● About this task: Pictures excluded, output exactly the lines from the one containing "front side window." through the last line of the listing below.
━━ Extracted data ━━
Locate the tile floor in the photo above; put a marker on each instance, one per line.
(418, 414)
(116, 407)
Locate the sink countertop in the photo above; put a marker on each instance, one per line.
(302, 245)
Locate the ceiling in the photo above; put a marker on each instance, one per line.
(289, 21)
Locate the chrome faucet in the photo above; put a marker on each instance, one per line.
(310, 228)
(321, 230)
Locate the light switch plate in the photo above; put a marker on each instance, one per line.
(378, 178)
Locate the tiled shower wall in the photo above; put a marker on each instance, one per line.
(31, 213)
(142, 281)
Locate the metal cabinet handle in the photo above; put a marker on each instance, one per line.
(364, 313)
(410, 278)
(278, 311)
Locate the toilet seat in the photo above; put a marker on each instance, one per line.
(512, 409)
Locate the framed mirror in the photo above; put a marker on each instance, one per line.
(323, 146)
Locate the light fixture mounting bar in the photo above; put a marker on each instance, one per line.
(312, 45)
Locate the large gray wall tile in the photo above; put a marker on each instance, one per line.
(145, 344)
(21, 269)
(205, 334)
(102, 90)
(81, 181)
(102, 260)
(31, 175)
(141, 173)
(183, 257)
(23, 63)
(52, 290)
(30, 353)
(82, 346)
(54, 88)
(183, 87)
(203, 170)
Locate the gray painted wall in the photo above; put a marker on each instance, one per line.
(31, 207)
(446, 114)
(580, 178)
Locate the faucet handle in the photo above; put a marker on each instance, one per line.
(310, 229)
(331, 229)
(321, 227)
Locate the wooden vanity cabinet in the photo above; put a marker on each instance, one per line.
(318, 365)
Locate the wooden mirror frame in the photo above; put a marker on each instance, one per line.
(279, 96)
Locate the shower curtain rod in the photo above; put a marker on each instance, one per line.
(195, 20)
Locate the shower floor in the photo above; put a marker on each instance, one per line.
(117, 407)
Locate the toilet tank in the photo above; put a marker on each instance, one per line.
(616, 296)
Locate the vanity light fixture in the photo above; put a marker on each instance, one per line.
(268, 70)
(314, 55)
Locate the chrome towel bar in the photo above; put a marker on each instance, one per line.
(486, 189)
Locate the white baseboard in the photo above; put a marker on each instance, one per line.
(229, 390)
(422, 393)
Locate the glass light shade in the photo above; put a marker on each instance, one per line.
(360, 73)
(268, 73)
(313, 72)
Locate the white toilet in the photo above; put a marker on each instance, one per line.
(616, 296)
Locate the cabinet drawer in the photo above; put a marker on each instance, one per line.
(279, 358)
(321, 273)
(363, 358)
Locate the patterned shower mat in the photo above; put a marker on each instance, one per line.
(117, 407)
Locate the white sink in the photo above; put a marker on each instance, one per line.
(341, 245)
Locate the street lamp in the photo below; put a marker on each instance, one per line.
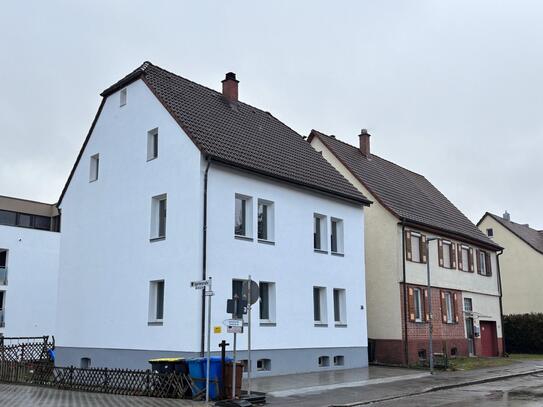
(430, 322)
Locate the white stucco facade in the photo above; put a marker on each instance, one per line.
(30, 292)
(108, 260)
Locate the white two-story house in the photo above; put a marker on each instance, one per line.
(408, 213)
(177, 182)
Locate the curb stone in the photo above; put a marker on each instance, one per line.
(441, 388)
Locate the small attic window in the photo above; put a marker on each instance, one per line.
(122, 94)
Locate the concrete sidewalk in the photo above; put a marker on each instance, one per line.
(404, 385)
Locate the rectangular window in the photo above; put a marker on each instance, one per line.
(152, 144)
(158, 217)
(267, 302)
(265, 220)
(450, 308)
(94, 167)
(319, 305)
(243, 216)
(417, 301)
(156, 301)
(336, 236)
(122, 97)
(319, 232)
(340, 306)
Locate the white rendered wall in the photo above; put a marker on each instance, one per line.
(291, 263)
(31, 290)
(107, 259)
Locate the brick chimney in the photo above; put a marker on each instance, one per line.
(364, 142)
(230, 87)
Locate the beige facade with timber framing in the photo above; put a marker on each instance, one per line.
(408, 211)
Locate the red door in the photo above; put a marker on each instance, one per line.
(489, 338)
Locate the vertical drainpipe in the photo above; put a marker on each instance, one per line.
(204, 259)
(501, 297)
(404, 313)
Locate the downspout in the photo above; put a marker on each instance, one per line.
(404, 313)
(204, 260)
(501, 297)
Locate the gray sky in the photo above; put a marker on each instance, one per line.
(450, 89)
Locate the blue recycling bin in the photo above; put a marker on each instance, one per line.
(198, 369)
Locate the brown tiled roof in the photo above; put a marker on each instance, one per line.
(532, 237)
(241, 135)
(406, 194)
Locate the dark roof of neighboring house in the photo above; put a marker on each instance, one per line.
(240, 135)
(406, 194)
(532, 237)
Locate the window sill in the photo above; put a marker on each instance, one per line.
(157, 239)
(246, 238)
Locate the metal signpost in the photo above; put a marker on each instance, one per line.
(202, 285)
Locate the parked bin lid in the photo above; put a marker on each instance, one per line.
(166, 360)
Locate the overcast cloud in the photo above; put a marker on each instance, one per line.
(450, 89)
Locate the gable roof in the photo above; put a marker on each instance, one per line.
(532, 237)
(240, 135)
(407, 195)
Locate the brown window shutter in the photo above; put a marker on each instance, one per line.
(455, 312)
(423, 248)
(426, 305)
(443, 307)
(488, 264)
(411, 304)
(440, 252)
(460, 265)
(408, 253)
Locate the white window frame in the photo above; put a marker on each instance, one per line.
(152, 144)
(156, 217)
(339, 236)
(269, 233)
(248, 216)
(122, 97)
(323, 311)
(340, 306)
(94, 167)
(270, 287)
(154, 297)
(320, 241)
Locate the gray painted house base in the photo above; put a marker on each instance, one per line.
(282, 361)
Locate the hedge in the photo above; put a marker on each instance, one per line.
(523, 333)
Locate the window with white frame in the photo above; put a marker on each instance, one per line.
(415, 247)
(319, 305)
(265, 220)
(156, 301)
(340, 306)
(417, 302)
(94, 167)
(319, 232)
(336, 236)
(449, 309)
(152, 144)
(267, 302)
(242, 216)
(158, 217)
(122, 97)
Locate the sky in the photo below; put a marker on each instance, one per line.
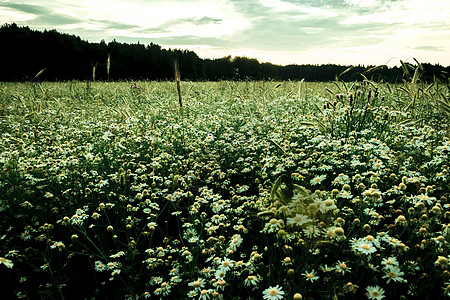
(346, 32)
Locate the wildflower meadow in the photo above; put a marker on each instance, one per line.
(250, 190)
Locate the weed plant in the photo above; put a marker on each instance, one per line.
(255, 190)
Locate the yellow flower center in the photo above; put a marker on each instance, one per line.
(365, 246)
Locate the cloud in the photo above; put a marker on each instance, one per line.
(284, 29)
(429, 48)
(42, 15)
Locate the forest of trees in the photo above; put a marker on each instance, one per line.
(24, 53)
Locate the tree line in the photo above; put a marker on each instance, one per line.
(28, 54)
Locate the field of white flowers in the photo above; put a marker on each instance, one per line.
(253, 190)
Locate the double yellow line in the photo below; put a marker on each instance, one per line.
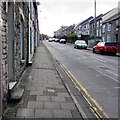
(79, 87)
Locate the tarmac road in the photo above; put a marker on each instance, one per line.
(96, 74)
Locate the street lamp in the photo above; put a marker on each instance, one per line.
(95, 22)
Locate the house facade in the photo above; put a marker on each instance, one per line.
(96, 29)
(15, 44)
(83, 28)
(68, 30)
(59, 33)
(110, 26)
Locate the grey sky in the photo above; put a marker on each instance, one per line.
(55, 13)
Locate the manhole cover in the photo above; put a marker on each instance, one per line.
(51, 90)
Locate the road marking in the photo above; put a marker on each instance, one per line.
(112, 73)
(108, 76)
(98, 59)
(73, 79)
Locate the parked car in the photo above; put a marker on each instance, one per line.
(57, 40)
(50, 40)
(63, 41)
(105, 47)
(80, 44)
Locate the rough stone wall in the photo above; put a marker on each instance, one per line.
(19, 66)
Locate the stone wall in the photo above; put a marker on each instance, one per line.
(19, 65)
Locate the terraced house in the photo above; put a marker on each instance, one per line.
(110, 26)
(15, 45)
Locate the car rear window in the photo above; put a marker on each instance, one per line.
(110, 44)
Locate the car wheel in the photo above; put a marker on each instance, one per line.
(101, 52)
(93, 50)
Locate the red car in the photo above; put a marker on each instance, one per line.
(105, 47)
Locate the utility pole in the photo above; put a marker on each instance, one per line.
(95, 22)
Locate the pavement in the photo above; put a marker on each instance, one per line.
(45, 94)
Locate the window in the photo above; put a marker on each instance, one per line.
(108, 38)
(103, 28)
(108, 27)
(97, 23)
(97, 32)
(103, 38)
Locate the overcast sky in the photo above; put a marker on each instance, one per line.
(55, 13)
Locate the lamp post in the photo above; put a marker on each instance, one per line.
(0, 69)
(95, 22)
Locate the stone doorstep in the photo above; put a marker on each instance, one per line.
(15, 92)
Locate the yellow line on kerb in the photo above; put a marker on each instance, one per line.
(73, 79)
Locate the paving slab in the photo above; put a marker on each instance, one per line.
(45, 93)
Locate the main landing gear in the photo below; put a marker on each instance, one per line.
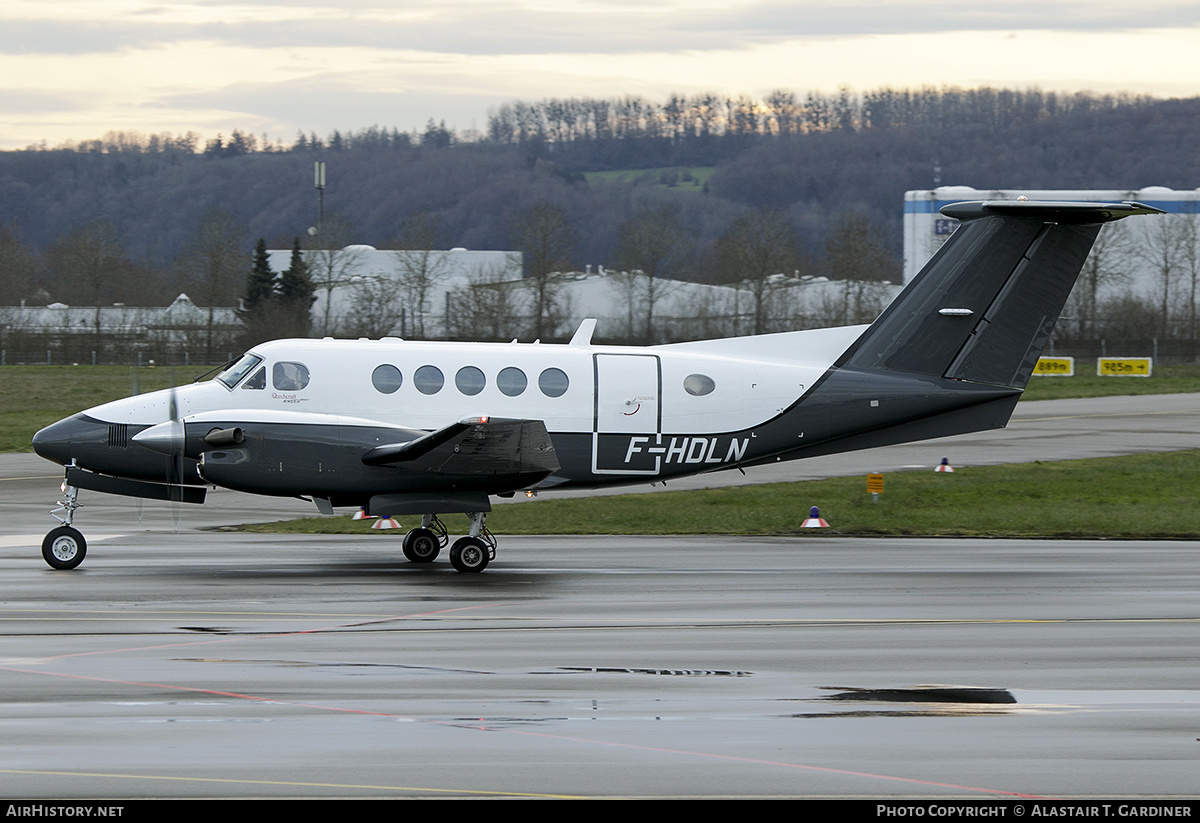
(469, 554)
(64, 547)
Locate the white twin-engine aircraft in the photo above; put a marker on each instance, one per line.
(426, 428)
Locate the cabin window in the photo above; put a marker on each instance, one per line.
(511, 380)
(697, 385)
(239, 370)
(429, 379)
(553, 383)
(469, 380)
(387, 378)
(289, 376)
(258, 380)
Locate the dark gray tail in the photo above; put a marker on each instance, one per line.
(984, 306)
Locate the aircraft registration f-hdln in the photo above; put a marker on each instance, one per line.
(430, 428)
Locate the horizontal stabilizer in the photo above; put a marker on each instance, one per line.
(983, 308)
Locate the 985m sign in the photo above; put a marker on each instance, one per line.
(1123, 366)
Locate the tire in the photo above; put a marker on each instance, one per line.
(421, 546)
(469, 556)
(64, 548)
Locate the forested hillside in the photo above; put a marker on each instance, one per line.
(828, 163)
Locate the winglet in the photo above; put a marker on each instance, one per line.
(583, 334)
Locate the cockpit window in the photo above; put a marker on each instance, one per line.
(239, 370)
(258, 380)
(289, 376)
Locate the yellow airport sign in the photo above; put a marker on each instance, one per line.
(1123, 366)
(1055, 367)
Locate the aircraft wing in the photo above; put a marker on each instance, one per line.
(475, 446)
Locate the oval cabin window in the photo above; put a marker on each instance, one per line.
(387, 379)
(697, 385)
(469, 380)
(553, 383)
(429, 379)
(511, 382)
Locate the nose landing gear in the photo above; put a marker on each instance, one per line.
(64, 547)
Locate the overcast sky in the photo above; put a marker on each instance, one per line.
(72, 70)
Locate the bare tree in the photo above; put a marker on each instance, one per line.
(214, 263)
(544, 235)
(1163, 251)
(17, 264)
(1189, 264)
(378, 305)
(333, 262)
(420, 269)
(489, 307)
(1107, 265)
(755, 247)
(652, 248)
(89, 264)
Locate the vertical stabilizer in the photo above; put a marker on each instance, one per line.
(984, 306)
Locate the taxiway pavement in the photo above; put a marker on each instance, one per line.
(179, 662)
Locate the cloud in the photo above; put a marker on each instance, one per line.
(522, 26)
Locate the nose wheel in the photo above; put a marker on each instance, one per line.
(64, 548)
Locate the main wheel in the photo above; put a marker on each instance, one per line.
(421, 546)
(64, 547)
(469, 554)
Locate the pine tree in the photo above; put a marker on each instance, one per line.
(259, 305)
(259, 282)
(297, 295)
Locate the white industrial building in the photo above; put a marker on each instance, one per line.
(346, 277)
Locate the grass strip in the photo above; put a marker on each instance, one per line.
(1137, 497)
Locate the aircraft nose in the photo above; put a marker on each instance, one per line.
(54, 442)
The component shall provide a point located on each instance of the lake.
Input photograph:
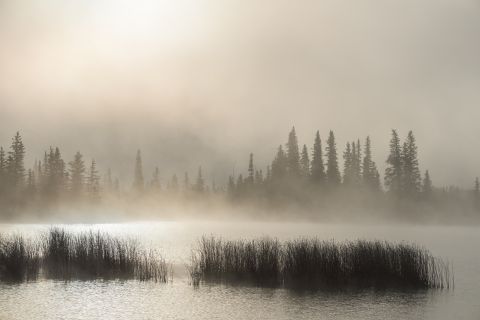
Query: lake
(178, 299)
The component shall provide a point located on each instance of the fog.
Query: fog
(206, 82)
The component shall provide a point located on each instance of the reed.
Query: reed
(19, 259)
(59, 254)
(317, 264)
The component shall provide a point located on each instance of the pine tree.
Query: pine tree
(31, 185)
(293, 156)
(393, 172)
(231, 187)
(77, 174)
(138, 182)
(356, 163)
(427, 186)
(279, 165)
(3, 172)
(155, 183)
(93, 182)
(250, 170)
(186, 181)
(411, 173)
(305, 162)
(317, 168)
(15, 163)
(347, 165)
(200, 183)
(333, 174)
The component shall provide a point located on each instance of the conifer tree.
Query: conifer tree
(305, 162)
(317, 167)
(200, 183)
(231, 187)
(93, 182)
(3, 171)
(138, 182)
(427, 186)
(411, 172)
(279, 164)
(250, 170)
(347, 165)
(293, 155)
(393, 172)
(333, 174)
(155, 183)
(77, 174)
(186, 181)
(15, 163)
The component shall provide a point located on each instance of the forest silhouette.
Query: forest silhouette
(298, 177)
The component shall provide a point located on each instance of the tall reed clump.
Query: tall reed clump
(92, 255)
(19, 259)
(255, 260)
(315, 263)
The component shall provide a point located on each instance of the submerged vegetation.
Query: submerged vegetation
(59, 254)
(318, 264)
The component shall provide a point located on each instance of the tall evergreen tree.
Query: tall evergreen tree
(138, 181)
(15, 163)
(333, 174)
(427, 187)
(93, 182)
(293, 155)
(411, 172)
(279, 164)
(200, 183)
(155, 183)
(317, 167)
(251, 170)
(347, 165)
(305, 162)
(77, 174)
(3, 172)
(393, 172)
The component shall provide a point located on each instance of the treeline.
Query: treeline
(297, 175)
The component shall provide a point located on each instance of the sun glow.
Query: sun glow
(165, 23)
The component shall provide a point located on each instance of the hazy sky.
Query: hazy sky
(205, 82)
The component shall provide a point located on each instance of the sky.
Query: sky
(206, 82)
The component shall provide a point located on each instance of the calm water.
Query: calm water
(178, 300)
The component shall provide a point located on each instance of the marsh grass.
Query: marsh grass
(316, 264)
(59, 254)
(19, 259)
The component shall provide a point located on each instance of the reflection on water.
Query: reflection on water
(179, 300)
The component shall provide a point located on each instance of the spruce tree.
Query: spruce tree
(293, 156)
(200, 183)
(3, 172)
(15, 163)
(427, 187)
(138, 182)
(347, 165)
(93, 182)
(155, 183)
(317, 167)
(77, 174)
(393, 172)
(186, 181)
(279, 165)
(305, 162)
(411, 172)
(333, 174)
(251, 174)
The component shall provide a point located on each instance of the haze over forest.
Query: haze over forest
(207, 82)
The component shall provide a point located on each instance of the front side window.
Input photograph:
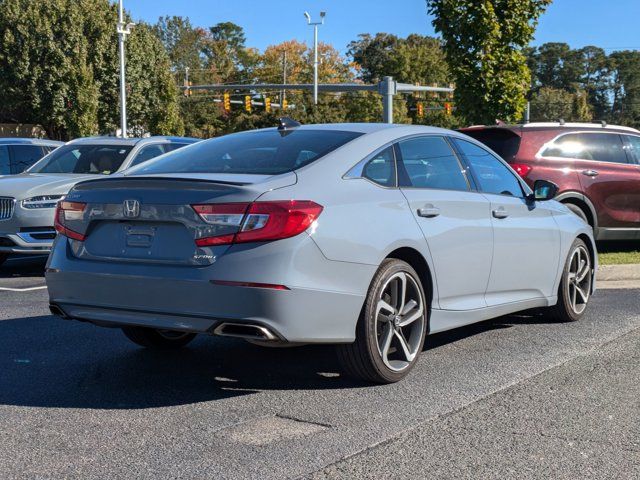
━━━
● Exercise solution:
The component shall provide a point located on each instance of the front side window.
Input photograph:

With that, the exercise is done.